What needs to be done: Convert the listing, starting with the line that contains "Your assignment: locate the water" and going on through the line that contains "[146, 184, 171, 227]", into a Markdown table with the columns Row and Line, one row per line and blank lines left out.

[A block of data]
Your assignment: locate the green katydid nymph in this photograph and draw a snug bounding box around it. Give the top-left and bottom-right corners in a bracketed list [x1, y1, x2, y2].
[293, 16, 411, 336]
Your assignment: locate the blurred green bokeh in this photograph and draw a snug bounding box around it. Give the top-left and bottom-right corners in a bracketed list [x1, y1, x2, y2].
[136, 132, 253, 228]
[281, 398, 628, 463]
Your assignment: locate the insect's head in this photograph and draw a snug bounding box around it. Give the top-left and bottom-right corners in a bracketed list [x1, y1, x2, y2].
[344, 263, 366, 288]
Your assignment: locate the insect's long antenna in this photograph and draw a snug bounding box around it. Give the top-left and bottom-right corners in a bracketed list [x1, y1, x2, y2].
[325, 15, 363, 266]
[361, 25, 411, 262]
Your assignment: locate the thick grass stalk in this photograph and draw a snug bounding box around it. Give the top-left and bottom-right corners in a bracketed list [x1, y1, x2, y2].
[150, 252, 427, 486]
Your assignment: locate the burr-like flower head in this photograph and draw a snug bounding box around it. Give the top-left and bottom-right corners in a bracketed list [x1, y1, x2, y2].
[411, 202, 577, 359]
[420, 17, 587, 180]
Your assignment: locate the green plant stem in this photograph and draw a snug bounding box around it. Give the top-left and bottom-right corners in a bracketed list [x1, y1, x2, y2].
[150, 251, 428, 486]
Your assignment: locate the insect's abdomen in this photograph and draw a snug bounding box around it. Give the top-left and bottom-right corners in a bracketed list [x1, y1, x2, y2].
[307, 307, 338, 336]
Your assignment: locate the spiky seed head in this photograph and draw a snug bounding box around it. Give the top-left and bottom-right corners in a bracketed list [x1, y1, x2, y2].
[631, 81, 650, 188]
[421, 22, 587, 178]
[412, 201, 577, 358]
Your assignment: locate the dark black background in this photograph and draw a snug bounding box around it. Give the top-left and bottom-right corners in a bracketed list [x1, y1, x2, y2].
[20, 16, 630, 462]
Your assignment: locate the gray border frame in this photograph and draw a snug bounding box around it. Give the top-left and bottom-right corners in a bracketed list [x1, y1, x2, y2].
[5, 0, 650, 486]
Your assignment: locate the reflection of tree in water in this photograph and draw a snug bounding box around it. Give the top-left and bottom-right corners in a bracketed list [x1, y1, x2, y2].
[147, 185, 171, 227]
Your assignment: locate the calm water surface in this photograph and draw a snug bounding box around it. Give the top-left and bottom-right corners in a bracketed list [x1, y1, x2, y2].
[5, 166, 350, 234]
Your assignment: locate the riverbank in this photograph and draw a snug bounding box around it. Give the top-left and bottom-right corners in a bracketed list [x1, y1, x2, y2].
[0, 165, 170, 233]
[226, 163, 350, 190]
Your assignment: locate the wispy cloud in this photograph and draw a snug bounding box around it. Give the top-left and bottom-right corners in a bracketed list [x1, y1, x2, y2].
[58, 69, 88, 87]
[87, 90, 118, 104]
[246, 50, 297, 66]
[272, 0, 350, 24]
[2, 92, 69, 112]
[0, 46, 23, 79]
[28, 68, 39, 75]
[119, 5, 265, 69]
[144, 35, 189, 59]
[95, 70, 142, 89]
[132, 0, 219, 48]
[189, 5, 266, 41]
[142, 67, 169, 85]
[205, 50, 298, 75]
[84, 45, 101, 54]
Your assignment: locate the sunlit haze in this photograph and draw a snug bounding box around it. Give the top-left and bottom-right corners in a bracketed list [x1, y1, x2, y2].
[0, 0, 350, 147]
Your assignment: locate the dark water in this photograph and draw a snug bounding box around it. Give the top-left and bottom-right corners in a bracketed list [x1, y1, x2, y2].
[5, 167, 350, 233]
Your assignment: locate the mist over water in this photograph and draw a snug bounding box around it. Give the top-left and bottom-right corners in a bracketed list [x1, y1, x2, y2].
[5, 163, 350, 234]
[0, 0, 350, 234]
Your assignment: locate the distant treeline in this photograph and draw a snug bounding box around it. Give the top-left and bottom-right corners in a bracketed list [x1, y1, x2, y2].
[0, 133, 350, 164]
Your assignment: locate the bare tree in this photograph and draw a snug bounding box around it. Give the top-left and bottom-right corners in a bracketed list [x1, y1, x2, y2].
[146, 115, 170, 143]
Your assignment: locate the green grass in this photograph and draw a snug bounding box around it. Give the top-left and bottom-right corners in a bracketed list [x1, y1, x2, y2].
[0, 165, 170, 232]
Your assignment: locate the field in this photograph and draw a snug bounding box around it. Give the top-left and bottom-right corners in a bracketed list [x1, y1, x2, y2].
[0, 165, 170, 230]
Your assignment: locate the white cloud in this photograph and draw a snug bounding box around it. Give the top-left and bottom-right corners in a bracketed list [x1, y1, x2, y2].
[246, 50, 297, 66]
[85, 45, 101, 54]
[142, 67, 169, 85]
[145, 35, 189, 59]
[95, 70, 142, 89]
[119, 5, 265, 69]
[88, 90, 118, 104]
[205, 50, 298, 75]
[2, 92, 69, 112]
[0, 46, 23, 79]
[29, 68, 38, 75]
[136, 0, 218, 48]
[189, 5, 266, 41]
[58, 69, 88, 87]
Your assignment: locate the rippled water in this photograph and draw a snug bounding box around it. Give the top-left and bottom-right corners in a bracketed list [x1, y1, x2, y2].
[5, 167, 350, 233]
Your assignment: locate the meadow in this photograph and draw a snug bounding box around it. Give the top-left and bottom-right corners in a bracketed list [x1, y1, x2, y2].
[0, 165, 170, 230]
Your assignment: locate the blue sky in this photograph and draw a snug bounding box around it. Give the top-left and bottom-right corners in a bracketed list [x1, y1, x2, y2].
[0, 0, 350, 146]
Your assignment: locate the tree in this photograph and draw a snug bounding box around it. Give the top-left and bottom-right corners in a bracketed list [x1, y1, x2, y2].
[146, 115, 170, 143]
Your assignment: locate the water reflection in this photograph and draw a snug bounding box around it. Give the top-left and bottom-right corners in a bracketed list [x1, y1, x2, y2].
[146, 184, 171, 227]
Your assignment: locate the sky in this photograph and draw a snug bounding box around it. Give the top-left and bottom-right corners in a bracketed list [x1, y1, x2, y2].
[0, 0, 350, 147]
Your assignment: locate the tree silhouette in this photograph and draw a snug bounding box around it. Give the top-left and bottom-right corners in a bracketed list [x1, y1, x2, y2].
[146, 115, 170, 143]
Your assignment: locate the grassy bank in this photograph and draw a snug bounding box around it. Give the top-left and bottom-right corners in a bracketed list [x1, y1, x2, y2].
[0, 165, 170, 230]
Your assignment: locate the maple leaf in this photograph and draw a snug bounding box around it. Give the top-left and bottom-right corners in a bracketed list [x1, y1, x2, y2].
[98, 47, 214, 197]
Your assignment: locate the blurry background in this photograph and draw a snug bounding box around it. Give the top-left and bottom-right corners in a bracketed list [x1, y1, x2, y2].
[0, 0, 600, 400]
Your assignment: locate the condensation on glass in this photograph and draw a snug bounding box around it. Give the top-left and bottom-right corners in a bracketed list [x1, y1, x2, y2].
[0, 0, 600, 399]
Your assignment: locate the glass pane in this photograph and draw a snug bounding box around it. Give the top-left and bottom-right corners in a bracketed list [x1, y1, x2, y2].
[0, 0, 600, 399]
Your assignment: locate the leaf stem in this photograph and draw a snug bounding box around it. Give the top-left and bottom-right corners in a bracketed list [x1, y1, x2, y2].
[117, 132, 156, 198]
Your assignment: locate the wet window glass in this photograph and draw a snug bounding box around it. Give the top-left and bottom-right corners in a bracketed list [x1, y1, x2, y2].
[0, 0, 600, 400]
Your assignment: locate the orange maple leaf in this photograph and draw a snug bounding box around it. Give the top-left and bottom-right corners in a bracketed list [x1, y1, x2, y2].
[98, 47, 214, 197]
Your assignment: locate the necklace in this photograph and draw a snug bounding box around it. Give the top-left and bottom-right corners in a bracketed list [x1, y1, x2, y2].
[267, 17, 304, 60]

Correct output:
| Row | Line |
|---|---|
| 1 | Your assignment: locate the water reflection in this photograph and draw a snug bounding box around it. Give the top-left and bottom-right corners in a bracketed list [x1, y1, x2, y2]. |
| 2 | [146, 184, 171, 227] |